- **EXERCISE MATERIAL**
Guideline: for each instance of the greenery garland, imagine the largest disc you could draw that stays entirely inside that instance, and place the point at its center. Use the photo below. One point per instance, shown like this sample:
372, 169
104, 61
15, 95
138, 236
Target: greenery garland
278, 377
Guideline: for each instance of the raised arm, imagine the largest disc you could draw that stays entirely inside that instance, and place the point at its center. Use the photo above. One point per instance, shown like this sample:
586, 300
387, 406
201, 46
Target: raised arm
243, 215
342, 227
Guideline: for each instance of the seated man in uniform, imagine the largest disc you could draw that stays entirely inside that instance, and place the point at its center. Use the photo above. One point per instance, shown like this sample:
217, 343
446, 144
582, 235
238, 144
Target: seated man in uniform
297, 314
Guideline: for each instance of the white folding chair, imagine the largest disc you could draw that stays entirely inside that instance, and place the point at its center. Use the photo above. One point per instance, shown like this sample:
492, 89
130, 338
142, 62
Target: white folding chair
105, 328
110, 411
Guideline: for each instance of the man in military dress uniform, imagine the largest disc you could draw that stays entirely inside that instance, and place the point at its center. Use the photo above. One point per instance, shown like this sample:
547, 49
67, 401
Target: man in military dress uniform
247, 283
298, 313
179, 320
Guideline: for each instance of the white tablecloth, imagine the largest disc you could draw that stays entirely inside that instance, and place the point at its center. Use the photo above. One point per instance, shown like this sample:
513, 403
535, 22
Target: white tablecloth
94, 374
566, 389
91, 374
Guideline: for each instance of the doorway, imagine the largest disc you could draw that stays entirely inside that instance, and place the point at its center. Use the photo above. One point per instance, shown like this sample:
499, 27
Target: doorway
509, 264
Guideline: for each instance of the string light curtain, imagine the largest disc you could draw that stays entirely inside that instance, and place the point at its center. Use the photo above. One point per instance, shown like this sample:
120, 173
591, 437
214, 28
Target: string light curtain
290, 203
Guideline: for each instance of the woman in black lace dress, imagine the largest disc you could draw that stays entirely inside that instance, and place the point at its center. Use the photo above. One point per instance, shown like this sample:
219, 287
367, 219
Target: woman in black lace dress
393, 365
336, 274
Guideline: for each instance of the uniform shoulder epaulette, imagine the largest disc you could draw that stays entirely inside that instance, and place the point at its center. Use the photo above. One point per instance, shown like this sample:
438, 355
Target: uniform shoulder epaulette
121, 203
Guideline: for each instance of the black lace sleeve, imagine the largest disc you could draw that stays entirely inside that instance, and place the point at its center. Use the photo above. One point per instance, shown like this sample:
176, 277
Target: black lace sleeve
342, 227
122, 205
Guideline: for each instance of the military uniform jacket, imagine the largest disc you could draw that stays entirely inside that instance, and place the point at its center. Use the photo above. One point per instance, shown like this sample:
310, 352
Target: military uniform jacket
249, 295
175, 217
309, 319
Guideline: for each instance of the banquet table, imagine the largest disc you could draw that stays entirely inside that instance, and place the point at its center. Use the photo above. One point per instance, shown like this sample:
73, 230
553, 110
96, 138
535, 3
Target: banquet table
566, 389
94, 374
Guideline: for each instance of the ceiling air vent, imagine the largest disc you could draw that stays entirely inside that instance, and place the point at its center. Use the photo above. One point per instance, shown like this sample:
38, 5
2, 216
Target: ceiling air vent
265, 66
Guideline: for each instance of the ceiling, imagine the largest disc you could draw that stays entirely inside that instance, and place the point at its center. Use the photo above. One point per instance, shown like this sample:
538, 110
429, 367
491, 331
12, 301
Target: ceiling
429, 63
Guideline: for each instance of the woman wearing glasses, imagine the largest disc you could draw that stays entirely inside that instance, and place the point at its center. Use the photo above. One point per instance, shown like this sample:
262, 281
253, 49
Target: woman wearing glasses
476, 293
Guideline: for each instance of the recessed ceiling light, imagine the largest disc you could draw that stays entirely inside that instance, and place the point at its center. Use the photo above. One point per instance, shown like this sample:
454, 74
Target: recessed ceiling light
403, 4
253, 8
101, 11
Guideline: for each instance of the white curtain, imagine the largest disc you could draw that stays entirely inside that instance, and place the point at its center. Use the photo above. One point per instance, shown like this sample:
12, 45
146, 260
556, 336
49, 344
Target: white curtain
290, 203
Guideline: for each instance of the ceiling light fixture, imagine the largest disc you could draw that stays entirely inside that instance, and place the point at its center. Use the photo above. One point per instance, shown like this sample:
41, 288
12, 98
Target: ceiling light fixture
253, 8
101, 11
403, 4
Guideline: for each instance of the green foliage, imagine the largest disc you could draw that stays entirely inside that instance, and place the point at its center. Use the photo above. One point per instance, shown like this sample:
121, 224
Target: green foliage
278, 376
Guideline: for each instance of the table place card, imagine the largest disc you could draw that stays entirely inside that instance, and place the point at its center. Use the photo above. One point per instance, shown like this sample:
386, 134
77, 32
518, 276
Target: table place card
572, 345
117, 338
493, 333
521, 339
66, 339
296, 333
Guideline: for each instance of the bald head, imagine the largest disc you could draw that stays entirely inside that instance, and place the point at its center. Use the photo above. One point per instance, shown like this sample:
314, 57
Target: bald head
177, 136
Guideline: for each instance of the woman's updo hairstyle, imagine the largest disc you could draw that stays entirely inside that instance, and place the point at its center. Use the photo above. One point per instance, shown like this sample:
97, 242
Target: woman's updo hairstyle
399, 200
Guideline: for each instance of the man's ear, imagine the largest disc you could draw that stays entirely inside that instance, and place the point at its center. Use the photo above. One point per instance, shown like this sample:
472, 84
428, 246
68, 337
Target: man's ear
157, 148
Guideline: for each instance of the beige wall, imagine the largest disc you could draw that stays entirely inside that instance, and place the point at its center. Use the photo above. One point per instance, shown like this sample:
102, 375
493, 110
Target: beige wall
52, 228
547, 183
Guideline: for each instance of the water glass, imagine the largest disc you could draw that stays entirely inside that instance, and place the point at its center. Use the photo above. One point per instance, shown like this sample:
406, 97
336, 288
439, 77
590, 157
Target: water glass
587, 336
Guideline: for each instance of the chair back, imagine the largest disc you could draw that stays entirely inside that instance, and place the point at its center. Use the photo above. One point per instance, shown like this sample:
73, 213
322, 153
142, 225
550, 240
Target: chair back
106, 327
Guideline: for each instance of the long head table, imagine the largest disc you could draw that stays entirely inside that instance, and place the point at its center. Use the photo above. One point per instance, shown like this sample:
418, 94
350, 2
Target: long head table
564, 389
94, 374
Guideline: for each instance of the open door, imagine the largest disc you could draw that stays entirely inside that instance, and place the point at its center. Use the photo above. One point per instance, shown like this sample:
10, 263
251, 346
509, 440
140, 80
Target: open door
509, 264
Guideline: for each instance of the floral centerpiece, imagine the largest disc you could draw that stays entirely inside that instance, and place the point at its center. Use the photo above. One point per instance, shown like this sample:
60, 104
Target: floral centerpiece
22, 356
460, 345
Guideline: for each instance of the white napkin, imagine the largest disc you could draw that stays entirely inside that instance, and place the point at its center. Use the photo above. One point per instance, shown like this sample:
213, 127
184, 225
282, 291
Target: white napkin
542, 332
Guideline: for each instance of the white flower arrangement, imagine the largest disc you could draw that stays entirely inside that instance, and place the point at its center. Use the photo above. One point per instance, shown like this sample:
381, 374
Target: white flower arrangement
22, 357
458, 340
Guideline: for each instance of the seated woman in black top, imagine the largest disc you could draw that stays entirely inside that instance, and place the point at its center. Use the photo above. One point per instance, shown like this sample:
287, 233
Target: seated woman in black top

- **WHAT YOU HAVE TO DO**
Start at the line containing "Target: white flower arrangement" and transcribe through the end of the entries. Please keep both ends and add nothing.

- **REPLY TO THE EXERCISE**
Target: white flower arrangement
22, 357
458, 340
Guideline: for each instance of the seated woman in black top, imagine the largest disc you could draw that stays entirely inside that instance, and place the point at its center. Use the photo above. One point per instance, shown like this sample:
287, 233
Target: seated woman in black top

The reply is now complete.